Text excerpt
--
Not all parties shared those concerns, though. Jimmy O'Brien, president of the Boston Carmen's Union Local 589 that represents about 4,100 MBTA employees, said in a statement that "claims by the MBTA that the fund is in crisis are simply not true."

O'Brien called the MBTA's concerns "a public scare tactic" and suggested that under current models, the fund will be fully supported by 2039.

"The truth is that the MBTA enticed employees into retirement in order to balance the budget and claim a public victory, now they act shocked that those same employees are collecting pensions," O'Brien said.


The Boston Globe
Monday, February 25, 2019

A Boston Globe editorial
MBTA pension system operates like a Ponzi scheme


Even as MBTA riders face a proposed 6.3 percent fare hike, totalling an estimated $32 million, the transit system is already committed to sinking $103 million into the black hole that is the T’s pension system. That can’t go on forever, and on Monday T officials are expected to once again take a look at the budget implications of the increasingly problematic program.

The privately run pension fund — a source of controversy for years because of its lack of transparency and its overly generous benefits — clearly cries out for reform. T officials have told the Globe that they have been attempting to renegotiate the pension agreement, beginning with the T’s largest union, Carmen’s Union Local 589. Surely union bosses are aware by now that the fund is on an unsustainable path.
--
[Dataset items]
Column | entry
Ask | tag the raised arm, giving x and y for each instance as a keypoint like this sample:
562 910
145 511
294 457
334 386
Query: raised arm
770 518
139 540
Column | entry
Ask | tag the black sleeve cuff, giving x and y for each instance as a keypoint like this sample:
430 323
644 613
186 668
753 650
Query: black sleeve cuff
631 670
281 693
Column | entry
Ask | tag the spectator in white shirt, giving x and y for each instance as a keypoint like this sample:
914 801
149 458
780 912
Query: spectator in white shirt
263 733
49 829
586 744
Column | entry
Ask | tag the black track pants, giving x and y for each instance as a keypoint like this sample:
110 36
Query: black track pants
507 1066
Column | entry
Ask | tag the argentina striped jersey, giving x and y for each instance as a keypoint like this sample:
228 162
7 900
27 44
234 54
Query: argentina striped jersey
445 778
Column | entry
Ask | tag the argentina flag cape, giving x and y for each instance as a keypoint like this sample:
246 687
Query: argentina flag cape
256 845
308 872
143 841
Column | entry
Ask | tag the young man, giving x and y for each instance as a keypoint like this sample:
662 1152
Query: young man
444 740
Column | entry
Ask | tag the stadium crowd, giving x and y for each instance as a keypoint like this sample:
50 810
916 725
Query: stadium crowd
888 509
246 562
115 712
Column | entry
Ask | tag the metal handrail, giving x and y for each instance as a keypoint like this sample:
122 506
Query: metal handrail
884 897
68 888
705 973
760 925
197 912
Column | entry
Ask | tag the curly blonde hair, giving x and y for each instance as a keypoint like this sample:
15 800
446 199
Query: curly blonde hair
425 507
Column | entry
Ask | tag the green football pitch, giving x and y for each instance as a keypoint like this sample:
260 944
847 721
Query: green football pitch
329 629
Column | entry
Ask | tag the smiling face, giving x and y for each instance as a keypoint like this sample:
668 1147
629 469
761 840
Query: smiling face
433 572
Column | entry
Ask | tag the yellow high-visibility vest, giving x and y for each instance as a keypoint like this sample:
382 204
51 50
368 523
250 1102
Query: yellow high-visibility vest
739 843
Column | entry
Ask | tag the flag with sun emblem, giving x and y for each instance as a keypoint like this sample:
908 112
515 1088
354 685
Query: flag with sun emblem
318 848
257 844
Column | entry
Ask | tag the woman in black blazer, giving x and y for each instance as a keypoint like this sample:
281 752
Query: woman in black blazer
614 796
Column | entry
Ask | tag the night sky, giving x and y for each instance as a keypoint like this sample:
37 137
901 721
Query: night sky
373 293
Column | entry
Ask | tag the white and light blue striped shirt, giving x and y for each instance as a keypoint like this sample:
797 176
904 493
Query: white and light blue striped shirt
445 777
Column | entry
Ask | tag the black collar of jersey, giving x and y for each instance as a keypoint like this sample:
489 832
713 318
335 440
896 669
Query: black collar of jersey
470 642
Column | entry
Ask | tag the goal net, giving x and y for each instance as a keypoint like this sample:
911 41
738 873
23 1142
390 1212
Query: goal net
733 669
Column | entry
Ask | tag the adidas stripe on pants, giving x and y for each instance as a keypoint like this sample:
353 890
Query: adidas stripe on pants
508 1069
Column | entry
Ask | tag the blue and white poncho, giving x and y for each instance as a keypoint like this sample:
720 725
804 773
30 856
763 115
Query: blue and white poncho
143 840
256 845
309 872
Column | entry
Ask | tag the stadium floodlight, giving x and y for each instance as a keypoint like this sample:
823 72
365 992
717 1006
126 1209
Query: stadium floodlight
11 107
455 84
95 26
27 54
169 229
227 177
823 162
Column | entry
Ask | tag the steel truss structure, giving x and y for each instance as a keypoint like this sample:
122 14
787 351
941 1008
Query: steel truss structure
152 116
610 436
--
Required work
[a] In the MBTA pension passage, swap "black hole" for "bottomless pit" and write out the section from "O'Brien called the" to "increasingly problematic program.".
[b] According to the MBTA pension passage, about how many MBTA employees does Carmen's Union Local 589 represent?
[c] Carry the MBTA pension passage forward, beginning right after its final sentence.

Task responses
[a]
O'Brien called the MBTA's concerns "a public scare tactic" and suggested that under current models, the fund will be fully supported by 2039.

"The truth is that the MBTA enticed employees into retirement in order to balance the budget and claim a public victory, now they act shocked that those same employees are collecting pensions," O'Brien said.


The Boston Globe
Monday, February 25, 2019

A Boston Globe editorial
MBTA pension system operates like a Ponzi scheme


Even as MBTA riders face a proposed 6.3 percent fare hike, totalling an estimated $32 million, the transit system is already committed to sinking $103 million into the bottomless pit that is the T’s pension system. That can’t go on forever, and on Monday T officials are expected to once again take a look at the budget implications of the increasingly problematic program.

[b] About 4,100.

[c]
The numbers alone are sobering. In 2017 the fund paid out $209 million in benefits to 6,800 retirees or their beneficiaries, while only 5,300 current employees paid into the fund. Over the previous decade, $1.7 billion was paid out, and $740 million paid into the fund.

In the private sector, that would be considered a Ponzi scheme.

By the end of 2019, the estimated unfunded liability — the difference between what retirees are owed and what is actually in the fund — is expected to reach $1.5 billion. Meanwhile the fund itself, its investment strategy shrouded in mystery, has been underperforming that of the state’s $70 billion Pension Reserves Investment Management Board, which covers pensions for nearly all other state workers and public school teachers.

That leaves riders and taxpayers to cover the gap. In 2007 the shortfall the T was forced to cover was $30 million. Today it stands at $103 million, and it could hit $137 million within three years, T officials warn.

Thus far, attempts at reform have merely tinkered at the edges. Where once T employees could retire after 23 years of service — and many still can, having been grandfathered in — those hired after 2012 can retire at age 55, after 25 years of service. However, other state employees and teachers aren’t eligible until age 60 (with 25 years on the job). The teachers get less than 40 percent of their ending salaries; T workers retire at some 60 percent of their ending salary.

All of that, plus the T’s growing interest on construction-related debt, makes up what the MBTA calls its “structural deficit.” But it’s only “structural” because no one has had the guts to tackle it head on — well, perhaps until now.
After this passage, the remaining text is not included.